### WORK REQUEST
Please take the lines from the one holding "like [527, 71]." through the one holding "like [719, 532]." in the data below and copy them exactly.

### Point-per-instance localization data
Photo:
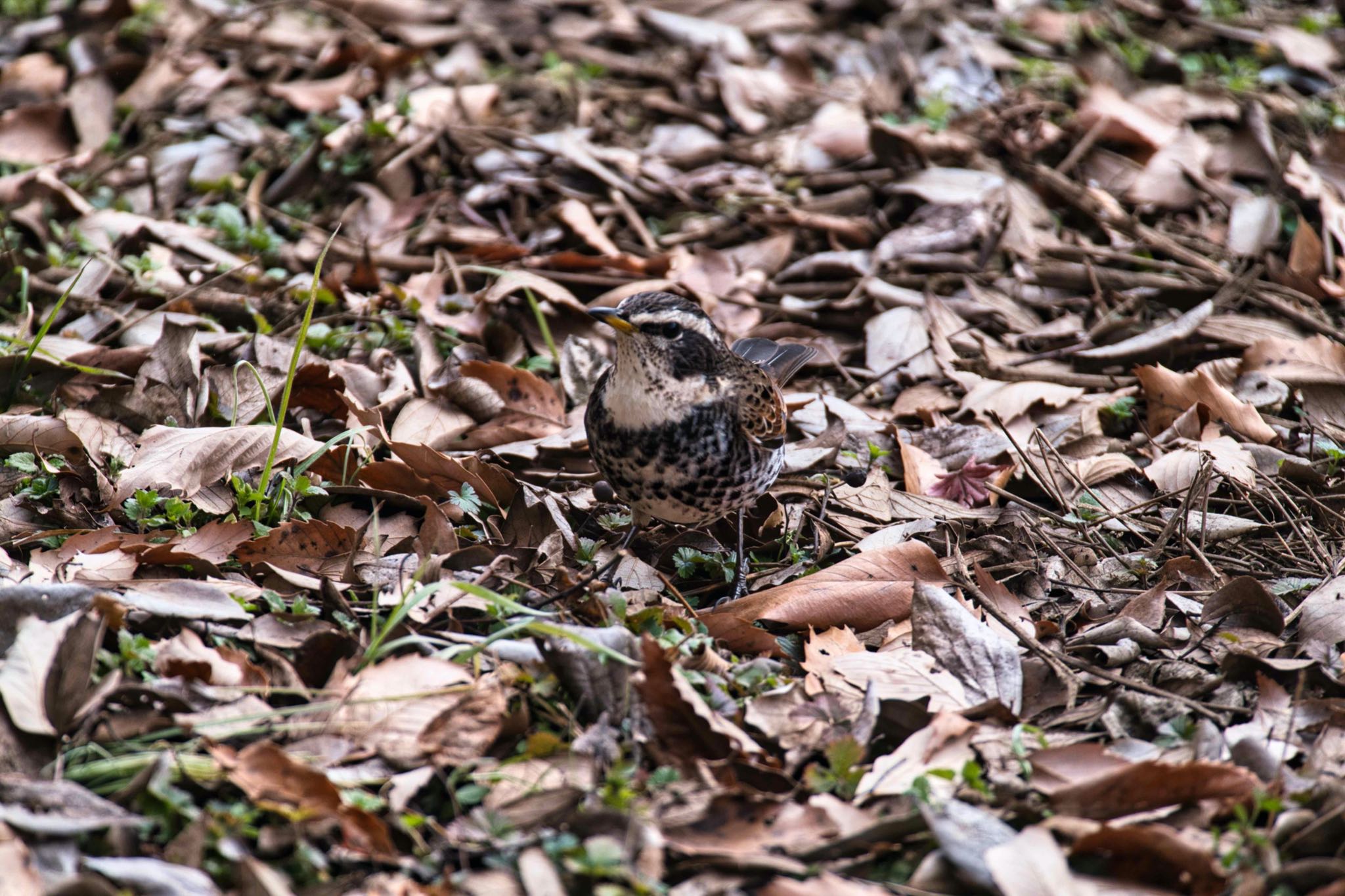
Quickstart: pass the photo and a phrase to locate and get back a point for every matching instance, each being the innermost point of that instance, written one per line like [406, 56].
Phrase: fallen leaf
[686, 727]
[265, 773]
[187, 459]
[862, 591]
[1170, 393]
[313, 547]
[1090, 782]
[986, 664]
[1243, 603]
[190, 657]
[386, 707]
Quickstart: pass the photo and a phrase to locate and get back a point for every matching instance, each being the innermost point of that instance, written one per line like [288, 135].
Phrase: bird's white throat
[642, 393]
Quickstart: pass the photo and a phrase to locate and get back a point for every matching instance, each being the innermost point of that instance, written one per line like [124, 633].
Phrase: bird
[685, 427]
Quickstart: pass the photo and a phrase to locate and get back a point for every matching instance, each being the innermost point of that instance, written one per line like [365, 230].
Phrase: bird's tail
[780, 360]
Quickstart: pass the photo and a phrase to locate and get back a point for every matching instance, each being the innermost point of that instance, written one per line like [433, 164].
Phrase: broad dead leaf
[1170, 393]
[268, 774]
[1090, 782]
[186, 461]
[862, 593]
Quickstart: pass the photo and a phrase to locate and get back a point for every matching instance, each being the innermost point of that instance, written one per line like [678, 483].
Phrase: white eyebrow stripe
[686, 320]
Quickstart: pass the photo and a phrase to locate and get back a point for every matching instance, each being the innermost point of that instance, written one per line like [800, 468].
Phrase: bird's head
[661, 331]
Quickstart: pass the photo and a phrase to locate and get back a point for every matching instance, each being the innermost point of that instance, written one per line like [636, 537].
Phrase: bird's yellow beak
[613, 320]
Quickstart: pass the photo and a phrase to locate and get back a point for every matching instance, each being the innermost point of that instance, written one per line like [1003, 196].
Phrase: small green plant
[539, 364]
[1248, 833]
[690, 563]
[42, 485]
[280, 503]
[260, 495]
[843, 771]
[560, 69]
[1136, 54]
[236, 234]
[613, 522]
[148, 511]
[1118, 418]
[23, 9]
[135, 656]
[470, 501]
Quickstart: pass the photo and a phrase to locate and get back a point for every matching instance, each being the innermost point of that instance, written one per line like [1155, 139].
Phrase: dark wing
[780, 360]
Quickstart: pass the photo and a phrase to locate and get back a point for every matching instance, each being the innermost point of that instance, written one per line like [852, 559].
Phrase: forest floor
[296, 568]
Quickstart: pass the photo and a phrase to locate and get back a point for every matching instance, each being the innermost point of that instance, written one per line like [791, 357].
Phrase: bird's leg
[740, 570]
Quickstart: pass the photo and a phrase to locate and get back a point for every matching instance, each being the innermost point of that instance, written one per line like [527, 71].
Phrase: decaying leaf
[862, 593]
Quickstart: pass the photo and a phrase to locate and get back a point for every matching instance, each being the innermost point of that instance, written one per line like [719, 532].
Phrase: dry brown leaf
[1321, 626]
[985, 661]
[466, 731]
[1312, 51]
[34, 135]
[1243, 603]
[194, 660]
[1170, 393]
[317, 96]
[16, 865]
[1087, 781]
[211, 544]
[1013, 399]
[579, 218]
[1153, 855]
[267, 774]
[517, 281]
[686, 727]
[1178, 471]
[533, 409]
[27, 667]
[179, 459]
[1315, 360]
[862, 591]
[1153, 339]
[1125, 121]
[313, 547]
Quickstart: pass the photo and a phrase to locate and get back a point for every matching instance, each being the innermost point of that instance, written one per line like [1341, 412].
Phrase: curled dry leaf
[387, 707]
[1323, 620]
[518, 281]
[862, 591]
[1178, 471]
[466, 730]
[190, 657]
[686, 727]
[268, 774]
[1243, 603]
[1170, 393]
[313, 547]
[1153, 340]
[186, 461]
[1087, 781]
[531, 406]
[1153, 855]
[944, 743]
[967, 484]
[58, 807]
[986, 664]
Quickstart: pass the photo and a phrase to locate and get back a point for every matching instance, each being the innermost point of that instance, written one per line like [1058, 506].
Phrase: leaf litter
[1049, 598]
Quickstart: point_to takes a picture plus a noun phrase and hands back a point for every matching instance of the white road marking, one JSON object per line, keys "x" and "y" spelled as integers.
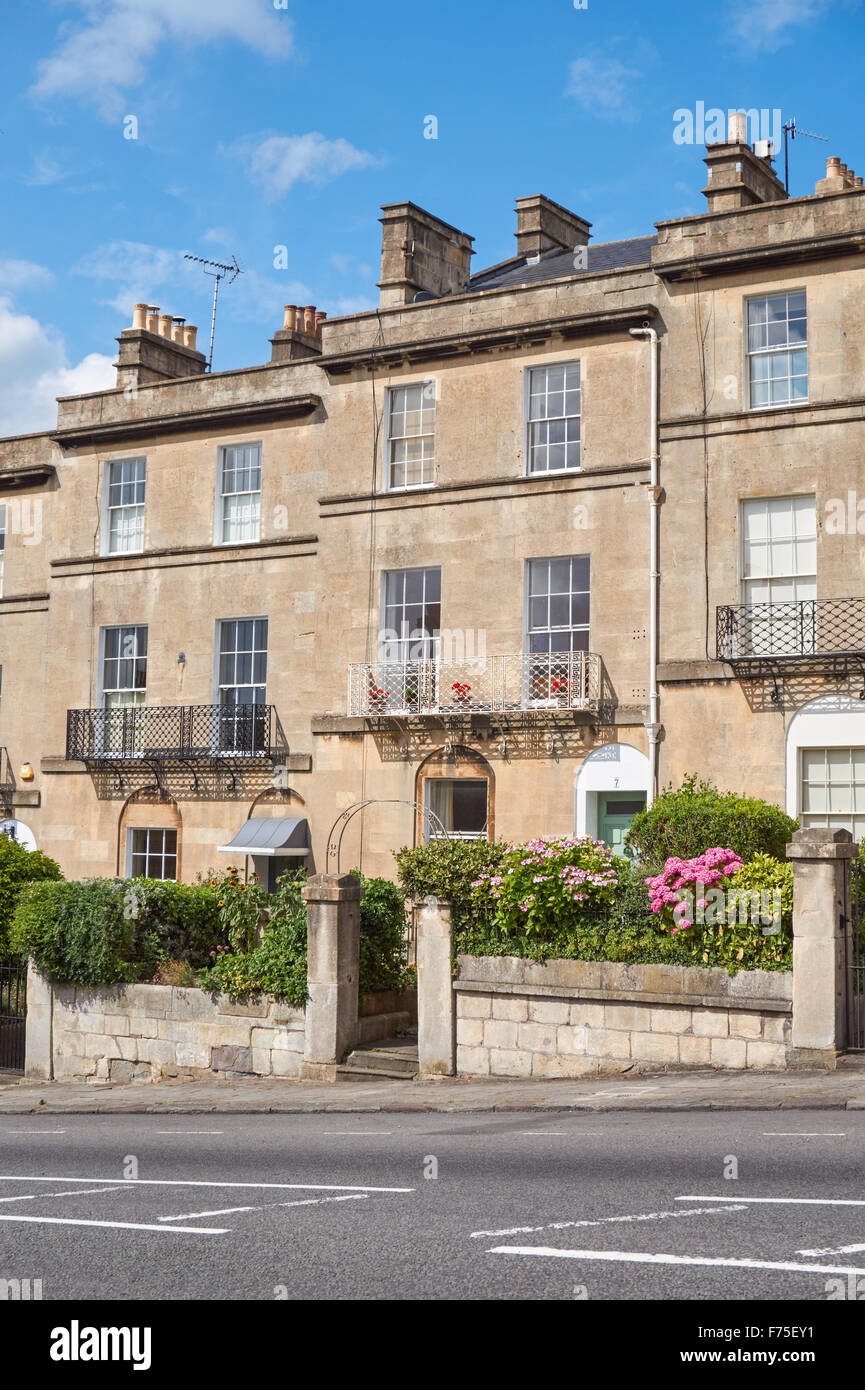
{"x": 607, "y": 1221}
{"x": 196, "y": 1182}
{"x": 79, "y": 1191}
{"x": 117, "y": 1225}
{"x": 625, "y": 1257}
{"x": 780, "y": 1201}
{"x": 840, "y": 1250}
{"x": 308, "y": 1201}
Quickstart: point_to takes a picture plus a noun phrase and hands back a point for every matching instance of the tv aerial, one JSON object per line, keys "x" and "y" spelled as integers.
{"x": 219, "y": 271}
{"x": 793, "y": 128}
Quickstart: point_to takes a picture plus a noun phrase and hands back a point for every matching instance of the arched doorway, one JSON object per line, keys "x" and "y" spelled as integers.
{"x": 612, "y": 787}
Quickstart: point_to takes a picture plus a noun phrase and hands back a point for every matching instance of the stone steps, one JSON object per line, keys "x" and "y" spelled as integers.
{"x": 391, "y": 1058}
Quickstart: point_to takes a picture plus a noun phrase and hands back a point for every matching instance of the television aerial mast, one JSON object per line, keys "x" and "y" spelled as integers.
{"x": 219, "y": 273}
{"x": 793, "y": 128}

### EXERCISE RESPONSE
Quickstart: pass the photo and a phrase to locate and get back a point for every matching instance, each being the innermost point of that instance, written one per line like [527, 71].
Phrase: decaying leaf
[862, 593]
Quickstart: pass the photo and a phrase to locate and get back a point for every matching instance, each being the innermost point of that instance, written one per line like [719, 532].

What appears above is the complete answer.